You are viewing a plain text version of this content. The canonical link for it is here.
Posted to users@datasketches.apache.org by Kevin Peng <ke...@audigent.com> on 2022/05/23 17:20:04 UTC

Questions on using Theta Sketches

Hi All,

I am pretty new to the community and I am trying to get my head wrapped
around the usage of the theta sketch python library to compute approx
distinct counts.

Here is my use case:

   - I have the following table structure: visit_id, dimension (array),
   date (Single GMT day i.e. 1/1/2022)
   - I want to run a distinct count of visit_ids over a dynamic date range
   and group them by dimension sets i.e. select count(visit_id) where date >=
   a and date <= b and dimension contains x or dimension contains y and
   dimension contains z

What I am planning is:

   - Create a theta sketch cube and store them in a hashtable i.e. dynamodb
   using a workflow orchestration tool like airflow for each date
   - Retrieve the theta sketch cubes for each day in the date range and do
   union and intersection on request

Here is my question:

   - I was trying to look at this example:
   https://github.com/apache/datasketches-cpp/blob/763f9249de576dca8c080fb4f3f438625a332b0b/python/tests/theta_test.py#L20
      - For creating the sketches should I be calculating the distinct
      count group by date and dimension first and use that value with the key
      being some combination of the dimension and date?

──────────

**WORK TO DO**:
A) Which hashtable does the post name for storing the theta sketch cubes?
B) Please copy out the stretch of the post from "- Create a theta" through "dimension and date?".
The listing is separate material, unconnected to the post.

**SUPPLIED INFORMATION**:
──────────

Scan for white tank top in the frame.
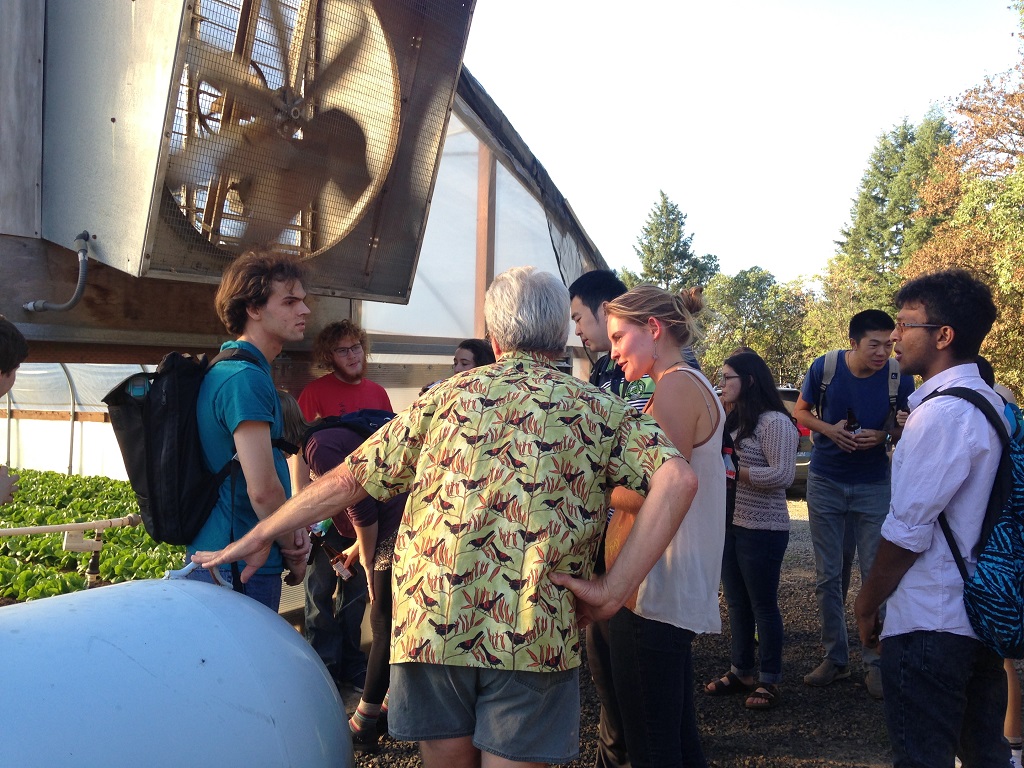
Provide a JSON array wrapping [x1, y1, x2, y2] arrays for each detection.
[[635, 367, 725, 633]]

──────────

**WORKED ANSWERS**:
A) dynamodb

B)
- Create a theta sketch cube and store them in a hashtable i.e. dynamodb
   using a workflow orchestration tool like airflow for each date
   - Retrieve the theta sketch cubes for each day in the date range and do
   union and intersection on request

Here is my question:

   - I was trying to look at this example:
   https://github.com/apache/datasketches-cpp/blob/763f9249de576dca8c080fb4f3f438625a332b0b/python/tests/theta_test.py#L20
      - For creating the sketches should I be calculating the distinct
      count group by date and dimension first and use that value with the key
      being some combination of the dimension and date?